* _EXTRACT_:
Presentation

Studying Medicine and Surgery requires commitment, responsibility, dedication, and an awareness that the term to treat means caring for the patient as a whole, and not merely for their disease. This implies a strong motivation to acquire the knowledge, skills, and technical, scientific, and interpersonal competencies that are essential to fulfil, accurately, conscientiously, and responsibly, the mission of the physician: to care for the patient’s psychophysical well-being.
Choosing to study Medicine and Surgery means committing oneself consistently to study and to attending classes, clinical internships, and professional training activities. The programme requires the completion of 360 university credits (CFUs); each CFU corresponds to 12.5 hours of classroom teaching and 25 hours of activity for internships and elective activities. Sixty CFUs are specifically devoted to practical training activities. The internships included in the study plan are divided into clinical internships and qualifying internships. Great importance is attached to laboratory and ward-based experience, as well as to small-group professional training activities: from the very first years of the programme, students become familiar with laboratory instruments and begin attending the wards of the affiliated teaching hospitals (Policlinico Umberto I University Hospital and Sant’Andrea Hospital). Starting from the second year, students may also make use of the facilities of a simulation laboratory (skill lab) by attending the BLS course. From the third year onward, students learn semeiological procedures, both through peer physical examination and by examining patients with organ-specific diseases. In order to facilitate the learning of the Italian language, the programme has engaged a professional actor (simulated patient) with whom third-year students interact in Italian, following pre-structured checklists, across a range of clinical scenarios. From the fourth year, students have the opportunity to acquire specific skills using simulators in the skill lab, and they attend hospital wards for two consecutive weeks in emergency-related areas (internal medicine, surgery, intensive care, orthopaedics, haematology, paediatrics), under the supervision of appropriately trained Clinical Tutors, with a Tutor-to-Student ratio of 1:1 or, at most, 1:2. From the fifth year onward, the practical training internship is complemented by the assessed internship. The skill lab is also currently being further enhanced through the acquisition of immersive professional training tools. Students also have the opportunity to attend the grossing room as part of the Pathological Anatomy course.
The Degree Programme also continually incorporates and conveys to students the elements of scientific and technological innovation that today’s physician must know and be able to use.
The Medical Doctor is equipped with the scientific foundations and the theoretical-practical training necessary to practise the medical profession in accordance with Directive 75/363/EEC, and possesses decision-making and operational autonomy, scientific curiosity, relational and clinical competencies, and a deep awareness of the value of professional ethics. Graduates in Medicine and Surgery are prepared to address the complex challenges of modern healthcare with a holistic approach to the individual, both in terms of prevention and in the diagnosis and treatment of disease. They pursue their profession in roles across the various specialist disciplines, in general practice and community medicine, in prevention and public health, and in academic, translational, biomedical, and technological research.
Degree Programme F in Medicine and Surgery, which is open to applicants from the European Union and from numerous non-EU countries, is also particularly committed to welcoming and integrating students, with the aim of building a genuine “educational community.” Programme F promotes tolerance and respect for multiculturalism and places particular emphasis on empathic cross-cultural communication through dedicated initiatives (Medical Humanities curriculum), thus contributing to the training of physicians and researchers whose added value lies in having an open mind towards the surrounding world and towards the challenges and opportunities entailed in being a “doctor in the world,” regardless of where they will eventually practise their profession.

* _TASK TO CARRY OUT_: Please retype the part of the medical program presentation that begins at the words "The Medical Doctor" and stops after "and technological research.". The items that come next were taken from a separate source.

(Saved entries)
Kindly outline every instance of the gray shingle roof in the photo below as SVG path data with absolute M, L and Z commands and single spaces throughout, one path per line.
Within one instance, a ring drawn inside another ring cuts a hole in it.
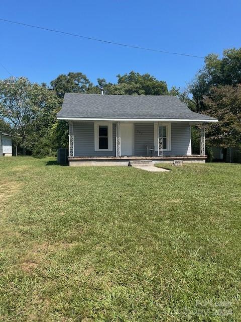
M 101 95 L 65 93 L 57 118 L 188 119 L 215 119 L 192 112 L 176 96 Z

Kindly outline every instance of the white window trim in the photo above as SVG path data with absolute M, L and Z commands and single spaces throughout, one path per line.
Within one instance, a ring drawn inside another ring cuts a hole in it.
M 108 127 L 108 147 L 107 149 L 99 149 L 99 126 L 104 125 Z M 112 151 L 113 150 L 113 125 L 112 122 L 94 122 L 94 150 Z
M 163 149 L 163 151 L 171 151 L 172 134 L 171 123 L 167 122 L 155 122 L 154 123 L 154 144 L 155 150 L 158 150 L 158 127 L 166 126 L 167 127 L 167 148 Z

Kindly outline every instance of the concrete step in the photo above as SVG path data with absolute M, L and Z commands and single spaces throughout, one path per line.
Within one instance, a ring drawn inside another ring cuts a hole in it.
M 129 161 L 128 166 L 152 166 L 153 163 L 152 160 L 133 160 Z

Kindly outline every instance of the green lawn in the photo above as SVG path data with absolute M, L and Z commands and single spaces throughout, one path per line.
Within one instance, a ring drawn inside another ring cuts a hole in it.
M 0 158 L 1 321 L 241 320 L 241 165 L 53 160 Z

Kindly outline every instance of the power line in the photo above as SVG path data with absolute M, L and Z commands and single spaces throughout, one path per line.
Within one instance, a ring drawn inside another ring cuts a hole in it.
M 11 73 L 9 71 L 9 70 L 8 70 L 6 68 L 6 67 L 5 67 L 5 66 L 4 66 L 4 65 L 3 65 L 3 64 L 2 64 L 1 62 L 0 62 L 0 65 L 2 66 L 2 67 L 4 69 L 5 69 L 5 70 L 7 71 L 7 72 L 8 72 L 8 73 L 10 75 L 10 76 L 12 76 L 12 77 L 14 77 L 14 75 L 13 75 L 12 74 L 11 74 Z
M 26 27 L 30 27 L 33 28 L 38 28 L 38 29 L 42 29 L 43 30 L 47 30 L 47 31 L 51 31 L 52 32 L 58 33 L 59 34 L 63 34 L 64 35 L 67 35 L 68 36 L 73 36 L 74 37 L 78 37 L 79 38 L 84 38 L 85 39 L 89 39 L 89 40 L 94 40 L 95 41 L 99 41 L 100 42 L 106 43 L 107 44 L 111 44 L 112 45 L 117 45 L 118 46 L 122 46 L 124 47 L 128 47 L 132 48 L 135 48 L 136 49 L 142 49 L 143 50 L 148 50 L 149 51 L 155 51 L 156 52 L 161 52 L 165 54 L 171 54 L 172 55 L 178 55 L 180 56 L 186 56 L 188 57 L 192 57 L 196 58 L 204 58 L 204 57 L 202 56 L 195 56 L 194 55 L 189 55 L 189 54 L 183 54 L 178 52 L 172 52 L 171 51 L 167 51 L 165 50 L 159 50 L 159 49 L 153 49 L 152 48 L 147 48 L 144 47 L 139 47 L 138 46 L 134 46 L 132 45 L 127 45 L 126 44 L 122 44 L 118 42 L 114 42 L 113 41 L 108 41 L 108 40 L 103 40 L 103 39 L 98 39 L 97 38 L 94 38 L 90 37 L 86 37 L 86 36 L 81 36 L 81 35 L 77 35 L 77 34 L 72 34 L 70 32 L 66 32 L 65 31 L 61 31 L 60 30 L 56 30 L 55 29 L 51 29 L 50 28 L 44 28 L 43 27 L 39 27 L 39 26 L 34 26 L 33 25 L 28 25 L 28 24 L 24 24 L 21 22 L 18 22 L 17 21 L 12 21 L 11 20 L 7 20 L 7 19 L 3 19 L 0 18 L 0 20 L 4 21 L 5 22 L 9 22 L 11 24 L 16 24 L 17 25 L 21 25 L 22 26 L 25 26 Z

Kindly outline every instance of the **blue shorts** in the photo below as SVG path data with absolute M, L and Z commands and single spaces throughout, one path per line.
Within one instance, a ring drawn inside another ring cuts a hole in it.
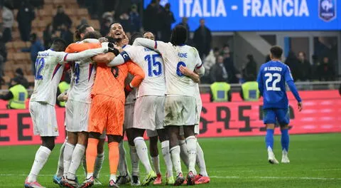
M 288 125 L 290 122 L 289 108 L 269 108 L 263 110 L 263 121 L 264 124 Z

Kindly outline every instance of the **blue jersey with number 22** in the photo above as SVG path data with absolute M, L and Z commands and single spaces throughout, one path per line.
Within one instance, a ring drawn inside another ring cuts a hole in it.
M 286 82 L 293 81 L 290 68 L 281 61 L 270 61 L 261 66 L 257 82 L 264 98 L 263 109 L 288 108 Z

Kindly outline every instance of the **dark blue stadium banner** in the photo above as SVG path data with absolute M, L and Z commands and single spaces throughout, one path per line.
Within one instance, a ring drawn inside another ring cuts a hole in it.
M 144 0 L 146 8 L 151 0 Z M 339 0 L 161 0 L 191 31 L 205 19 L 212 31 L 341 30 Z

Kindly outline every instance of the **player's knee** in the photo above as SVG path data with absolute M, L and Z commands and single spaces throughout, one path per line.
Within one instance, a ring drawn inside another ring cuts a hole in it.
M 275 124 L 274 123 L 266 124 L 266 129 L 275 129 Z
M 42 146 L 48 147 L 50 150 L 53 150 L 55 147 L 55 137 L 41 137 L 43 140 Z
M 115 142 L 119 143 L 122 141 L 123 136 L 120 135 L 108 135 L 108 143 Z

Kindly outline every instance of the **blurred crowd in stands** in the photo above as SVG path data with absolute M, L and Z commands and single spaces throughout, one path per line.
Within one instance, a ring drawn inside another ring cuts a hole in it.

* _TASK SOLUTION_:
The Medical Doctor is equipped with the scientific foundations and the theoretical-practical training necessary to practise the medical profession in accordance with Directive 75/363/EEC, and possesses decision-making and operational autonomy, scientific curiosity, relational and clinical competencies, and a deep awareness of the value of professional ethics. Graduates in Medicine and Surgery are prepared to address the complex challenges of modern healthcare with a holistic approach to the individual, both in terms of prevention and in the diagnosis and treatment of disease. They pursue their profession in roles across the various specialist disciplines, in general practice and community medicine, in prevention and public health, and in academic, translational, biomedical, and technological research.